**Required tasks:**
1) In the fishing post, what bait did the writer use to land the tilapia?
2) Copy the fishing post word for word between "The fishing adventure" and "wrote about it.", inclusive.

**Source extract:**
I also asked ChatGPT to recommend hooks for live or cut bait. I want to use the aforementioned minnows as bait for Amur catfish. The minnows were small and fragile for which the circle hooks I brought from US were not ideal. ChatGPT made some reasonable recommendations which I managed to find at a local tackle shop. With upgraded hooks, I successfully landed my first Amur catfish.
There are also times when I see fish in the water but do not have a closer or clear picture of it. I like to target any fish I see, so I need to identify them first. This is what happened when I fished in a Taipei suburb. While scouting fishing spots, I found many fish under a drainage gate in shallow water. Among them were a few large ones with red tails. I hooked a large fish on my first cast with a mini trout magnet. It was so strong and dashed into the cover and broke the line. I could not have them take the trout magnet again. I described the characteristics and the spot of the big fish I saw to ChatGPT. The first shot was tilapia. I feel the shape of the fish I saw was slenderer than a tilapia. When I followed up with this information, ChatGPT tried to self-correct but derailed. It came up with a fish species which seemly does not exist or at least could never exist in that particular water. I tried the same prompt on Gemini. It mentioned some other species which also seem unlikely to be true. Not many fish can survive in shallow water under a drainage gate littered with garbage after all.
At this point, I gave up AI chatbots and started browsing YouTube videos made by locals for inspiration. I stumped on a video using silk algae as bait for tilapia, which looks very interesting, and I feel like to give a try. I came back to that spot and managed to pull out a good size tilapia using silk algae I harvested at the spot. I became almost sure that the big fish I saw were all tilapias. ChatGPT was correct at the first shot!
The fishing adventure of that day does not end with the big tilapia. On the way back to hotel, I ran into a fisherman fishing without a hook. Instead, he was using a plastic water bottle, which immediately hooked me. He’s proabably from Vietnam and could not speak Chinese fluently. But he was very friendly and generous in sharing his unique fishing technique. What he did seems to be packing some sour flour in a plastic bottle which has holes to leak out flavor. Mullet following the favor will push itself into the bottle which then can be retrieved with the bottle. I am sure it’s a technique that is not well documented and hence AI chatbots would never be able to mention it. But they may soon be able to since I wrote about it.
LLM-backed AI is limited in its ability to extrapolate and likes to recite popular opinions. We should not expect AI to teach us to be creative or live unique life-experiences. Instead, it’s upon us to be creative and teach AI new tricks, especially in a game so open-ended and boundless called fishing.

**Data provided:**
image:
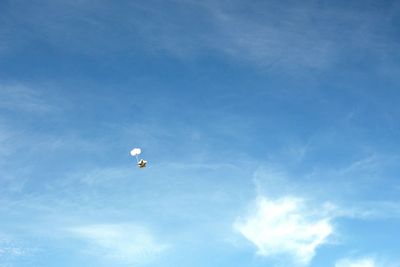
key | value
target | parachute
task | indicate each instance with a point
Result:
(135, 152)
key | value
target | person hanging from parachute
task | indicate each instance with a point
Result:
(135, 152)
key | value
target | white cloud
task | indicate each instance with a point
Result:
(121, 242)
(285, 226)
(365, 262)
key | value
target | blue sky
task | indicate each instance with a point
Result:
(270, 127)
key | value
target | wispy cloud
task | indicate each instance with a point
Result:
(285, 226)
(21, 98)
(125, 243)
(271, 33)
(362, 262)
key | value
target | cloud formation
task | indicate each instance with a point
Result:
(364, 262)
(120, 242)
(285, 226)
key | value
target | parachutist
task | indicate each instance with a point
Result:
(142, 163)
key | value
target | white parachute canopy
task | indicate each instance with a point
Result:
(135, 152)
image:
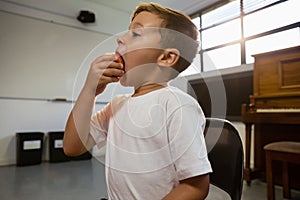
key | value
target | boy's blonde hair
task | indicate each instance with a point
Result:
(176, 22)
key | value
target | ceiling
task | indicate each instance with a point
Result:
(187, 6)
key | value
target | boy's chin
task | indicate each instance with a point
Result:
(124, 81)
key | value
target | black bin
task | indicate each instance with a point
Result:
(29, 148)
(56, 153)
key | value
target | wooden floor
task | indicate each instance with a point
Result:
(85, 180)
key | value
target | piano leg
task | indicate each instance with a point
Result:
(247, 170)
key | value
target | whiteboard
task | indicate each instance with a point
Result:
(40, 59)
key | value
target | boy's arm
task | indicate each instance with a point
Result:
(77, 138)
(194, 188)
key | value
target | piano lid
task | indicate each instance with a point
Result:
(276, 79)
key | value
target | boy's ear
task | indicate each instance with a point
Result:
(169, 57)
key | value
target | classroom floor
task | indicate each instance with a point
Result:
(84, 180)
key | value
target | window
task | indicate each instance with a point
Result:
(232, 32)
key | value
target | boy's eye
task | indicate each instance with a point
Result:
(135, 33)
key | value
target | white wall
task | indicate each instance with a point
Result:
(26, 115)
(19, 115)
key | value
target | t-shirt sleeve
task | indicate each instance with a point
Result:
(187, 145)
(99, 126)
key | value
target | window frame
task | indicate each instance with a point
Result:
(242, 41)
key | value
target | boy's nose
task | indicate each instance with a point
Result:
(120, 40)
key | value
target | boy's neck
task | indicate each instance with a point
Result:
(144, 89)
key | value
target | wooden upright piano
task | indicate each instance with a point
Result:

**Per-task answers:**
1) Silk algae harvested at the spot.

2)
The fishing adventure of that day does not end with the big tilapia. On the way back to hotel, I ran into a fisherman fishing without a hook. Instead, he was using a plastic water bottle, which immediately hooked me. He’s proabably from Vietnam and could not speak Chinese fluently. But he was very friendly and generous in sharing his unique fishing technique. What he did seems to be packing some sour flour in a plastic bottle which has holes to leak out flavor. Mullet following the favor will push itself into the bottle which then can be retrieved with the bottle. I am sure it’s a technique that is not well documented and hence AI chatbots would never be able to mention it. But they may soon be able to since I wrote about it.